### Listed records

>> START

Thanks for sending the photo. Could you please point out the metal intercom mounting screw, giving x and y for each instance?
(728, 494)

>> END
>> START

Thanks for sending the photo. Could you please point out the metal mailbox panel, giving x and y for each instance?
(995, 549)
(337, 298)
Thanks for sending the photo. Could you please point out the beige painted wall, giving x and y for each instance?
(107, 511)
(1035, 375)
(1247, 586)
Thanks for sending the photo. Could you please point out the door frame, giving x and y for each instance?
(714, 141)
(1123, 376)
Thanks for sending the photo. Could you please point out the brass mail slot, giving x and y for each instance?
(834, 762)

>> END

### What is asked
Print the part of the listing above that opens with the line containing "panel, giving x and y for each instance?" and closes with the line containing "(1123, 376)", both lines included, reproducing each line word for word.

### Written answer
Thanks for sending the photo. Could you please point out the metal mailbox panel, giving x and y for each instance?
(995, 549)
(337, 298)
Thanks for sending the photo. Could you please point out the beige painted wall, giving x and y for each instance?
(107, 511)
(1035, 375)
(1247, 586)
Thanks for sending the photo. Could you please point out the door frame, giving x and y for each instance?
(714, 141)
(1123, 376)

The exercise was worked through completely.